> _PROBLEM DETAILS_: Repeat everything in the Sochi Olympics article from "Carcelen, the only" down to "a rib injury.", word for word.

> _DOCUMENT SECTION_:
┌────────
From Nepal to Peru, no-hopers inspire in Sochi
Sochi: Struggling alone on the tracks long after the leaders finished but never giving up, heroic Olympians from Nepal to Peru again showed that it`s the taking part that counts.
The time trial event in the cross country, with large fields and individual start times, is traditionally the moment in the Winter Olympics where athletes from lesser known ski nations have their chance to shine.
And so it was in the men`s 15 km cross country classic style time trial at Sochi, a gruelling race against the clock made particularly tough by hot temperatures and agonisingly slow snow.
The never-say-die performances of athletes from nations such as Nepal, India and Peru became almost as much of an attraction as the dominant power of the race winner, Dario Cologna of Switzerland.
The biggest cheer was reserved for Roberto Carcelen of Peru, 43, who finished the race last in 1hour 6min 29.9sec, some 28 minutes behind Cologna.
Wearing a pair of sunglasses more adept for mountaineering than skiing, his final lap around the Laura cross country ski centre above Sochi was a study in torture and solitude.
Staring exhausted into the sky as he waded through the tracks, Carcelen must have wondered when it all might end.
But end it did and Carcelen was granted a huge ovation from the stands as he crossed the line carrying a Peruvian flag.
He was also granted the honour at the finish of a hug from the triumphant Cologna who strode over from the winners` enclosure to embrace the man who came last.
Cologna`s supreme act of sportsmanship recalled how legendary Norwegian skier Bjoern Daehlie had waited for Philip Boit of Kenya at the Nagano Olympics in 1998.
Carcelen, the only athlete representing Peru at the Games said, afterwards that it was "a big honour to make history. Hopefully I`ll inspire people in Peru."
He had picked up a respiratory infection which made it hard for him to breathe, coming on top of a rib injury.
"It was a very difficult race for me. There are people with flu at the village and it was hard for me to breathe. I was in a lot of pain in my right ribs."
He did not expect to stay for the closing ceremony. "I think I`ll head back home earlier because I want to see my doctor."
Carcelen competed in the 15 kilometre event in Vancouver 2010, where he became the first Peruvian athlete to take part at the Olympic Winter Games. But he thinks Sochi will his last.
"I`m retiring now. I want to dedicate myself to a cross country development project and to work with kids to get them to the Olympics."
Second last in 86th place was Dachhiri Sherpa, 44, of Nepal who was also given a hug by Cologna at the end of his race.
"I`m quite happy because now I am 44 years old and at this age to make a competition with those less than 30 years old is quite difficult. The level is very high here."
"I will stay here until the closing ceremony. I`m not just coming here to finish my race and go away, this is not my habit and not my mind."
Lacking the waxing specialists employed by the top team, the low-ranking athletes stuck to the snow with almost no glide on their skis.
Proving that cross country skiing knows no boundaries, other lowly finishers included Nadeem Iqbal of India and Tucker Murphy of Bermuda, definitely not a place known for snow-covered tracks.
The women`s race on Thursday saw a similar diversity with racers including Mathilde Amivi Petitjean of Togo. A huge cheer was given to Farzaneh Rezasoltani of Iran, 28, who finished 73rd.
As other athletes raced in T-Shirts, Rezasoltani wore an Islamic headscarf underneath her hat, as well as a light coat in line with her country`s Islamic dress rules.
└────────
> _EXTRACTED INFORMATION_:
┌────────
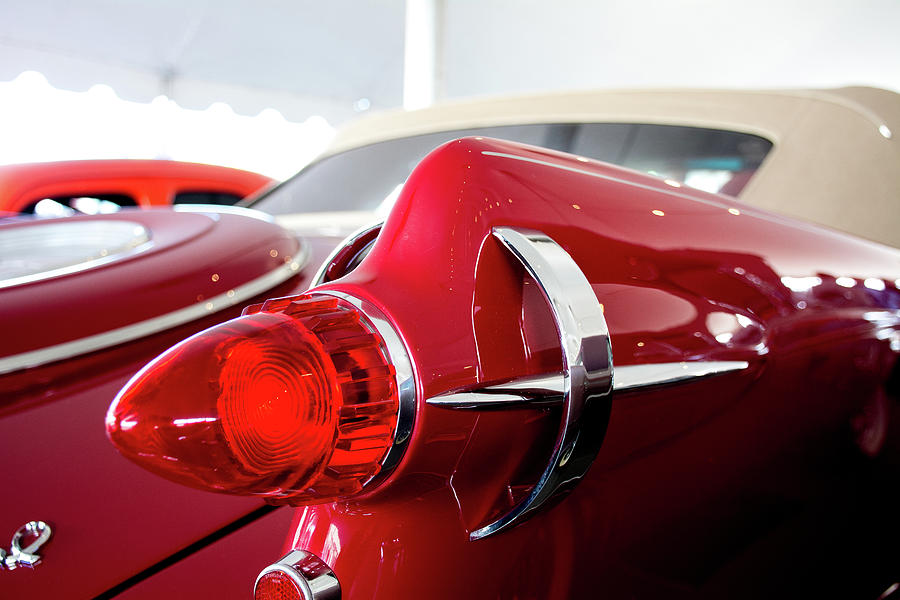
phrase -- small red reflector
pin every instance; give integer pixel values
(296, 402)
(276, 585)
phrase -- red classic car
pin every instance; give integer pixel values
(103, 186)
(542, 376)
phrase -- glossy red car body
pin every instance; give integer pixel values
(694, 480)
(141, 183)
(686, 473)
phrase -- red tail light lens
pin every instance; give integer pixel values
(277, 586)
(296, 402)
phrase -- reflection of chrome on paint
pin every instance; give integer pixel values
(35, 534)
(312, 578)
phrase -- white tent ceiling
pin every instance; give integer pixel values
(307, 58)
(299, 57)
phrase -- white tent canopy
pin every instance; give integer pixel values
(252, 56)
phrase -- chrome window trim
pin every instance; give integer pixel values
(316, 582)
(547, 390)
(100, 341)
(399, 357)
(587, 364)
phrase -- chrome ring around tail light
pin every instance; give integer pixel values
(348, 242)
(312, 576)
(398, 357)
(587, 368)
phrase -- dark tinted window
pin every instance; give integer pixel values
(91, 204)
(220, 198)
(707, 159)
(370, 177)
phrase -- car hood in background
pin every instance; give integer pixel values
(86, 301)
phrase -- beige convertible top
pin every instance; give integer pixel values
(835, 159)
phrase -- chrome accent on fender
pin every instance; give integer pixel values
(398, 356)
(39, 533)
(312, 576)
(43, 250)
(547, 390)
(587, 362)
(319, 277)
(141, 329)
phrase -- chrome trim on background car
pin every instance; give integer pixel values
(587, 360)
(141, 329)
(46, 250)
(398, 357)
(548, 389)
(312, 576)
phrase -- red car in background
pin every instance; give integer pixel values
(103, 186)
(542, 376)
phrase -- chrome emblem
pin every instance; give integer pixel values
(35, 534)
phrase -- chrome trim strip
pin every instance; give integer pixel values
(225, 209)
(548, 389)
(312, 575)
(404, 374)
(141, 329)
(587, 364)
(632, 377)
(319, 277)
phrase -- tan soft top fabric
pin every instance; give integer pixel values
(835, 160)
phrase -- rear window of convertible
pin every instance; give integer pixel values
(370, 177)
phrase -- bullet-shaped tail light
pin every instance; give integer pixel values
(301, 400)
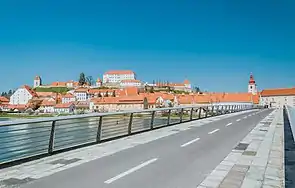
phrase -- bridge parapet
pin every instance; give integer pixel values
(25, 140)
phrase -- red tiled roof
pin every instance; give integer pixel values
(63, 105)
(17, 106)
(3, 99)
(130, 81)
(48, 103)
(278, 92)
(32, 92)
(186, 82)
(68, 95)
(81, 89)
(46, 94)
(37, 78)
(119, 72)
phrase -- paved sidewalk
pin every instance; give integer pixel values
(257, 161)
(47, 166)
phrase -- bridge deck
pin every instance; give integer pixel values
(177, 156)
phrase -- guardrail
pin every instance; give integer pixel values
(26, 140)
(291, 116)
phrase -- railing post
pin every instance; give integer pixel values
(191, 115)
(207, 109)
(130, 124)
(181, 115)
(169, 116)
(98, 135)
(200, 111)
(51, 139)
(153, 119)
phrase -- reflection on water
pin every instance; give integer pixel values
(21, 141)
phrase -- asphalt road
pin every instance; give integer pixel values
(177, 161)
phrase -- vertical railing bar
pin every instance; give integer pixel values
(98, 135)
(169, 116)
(153, 119)
(200, 111)
(51, 139)
(191, 115)
(130, 124)
(181, 115)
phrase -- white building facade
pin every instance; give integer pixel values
(118, 76)
(22, 96)
(277, 98)
(68, 98)
(252, 87)
(130, 83)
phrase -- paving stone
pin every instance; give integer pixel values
(271, 182)
(223, 167)
(15, 181)
(250, 153)
(256, 173)
(241, 146)
(65, 161)
(250, 183)
(229, 183)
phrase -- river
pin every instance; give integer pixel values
(25, 140)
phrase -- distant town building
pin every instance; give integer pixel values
(185, 86)
(81, 94)
(4, 102)
(130, 83)
(67, 98)
(64, 108)
(37, 81)
(117, 76)
(98, 82)
(22, 95)
(277, 98)
(252, 87)
(47, 106)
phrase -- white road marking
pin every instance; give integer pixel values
(213, 131)
(109, 181)
(229, 124)
(190, 142)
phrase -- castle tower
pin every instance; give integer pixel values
(98, 82)
(37, 81)
(252, 87)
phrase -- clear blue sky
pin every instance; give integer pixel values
(215, 44)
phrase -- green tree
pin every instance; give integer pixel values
(82, 79)
(9, 93)
(197, 89)
(152, 89)
(89, 80)
(145, 103)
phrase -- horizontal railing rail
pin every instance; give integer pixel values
(24, 140)
(291, 114)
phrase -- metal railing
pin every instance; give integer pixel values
(26, 140)
(291, 116)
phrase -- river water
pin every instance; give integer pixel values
(25, 140)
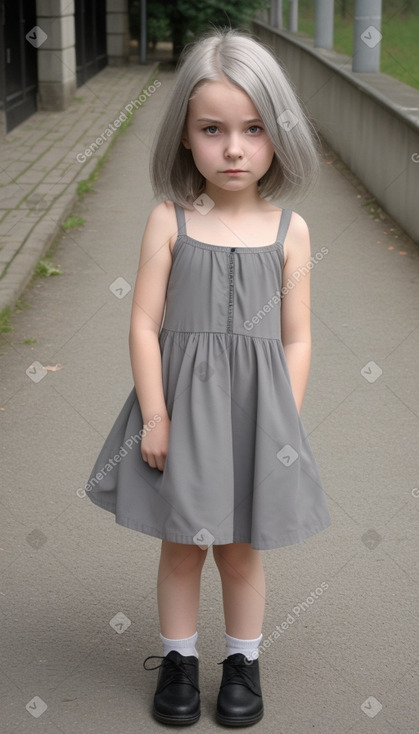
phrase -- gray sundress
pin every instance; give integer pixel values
(239, 467)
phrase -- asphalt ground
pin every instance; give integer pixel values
└────────
> _ANSWER TO THE PROBLEM_:
Carcelen, the only athlete representing Peru at the Games said, afterwards that it was "a big honour to make history. Hopefully I`ll inspire people in Peru."
He had picked up a respiratory infection which made it hard for him to breathe, coming on top of a rib injury.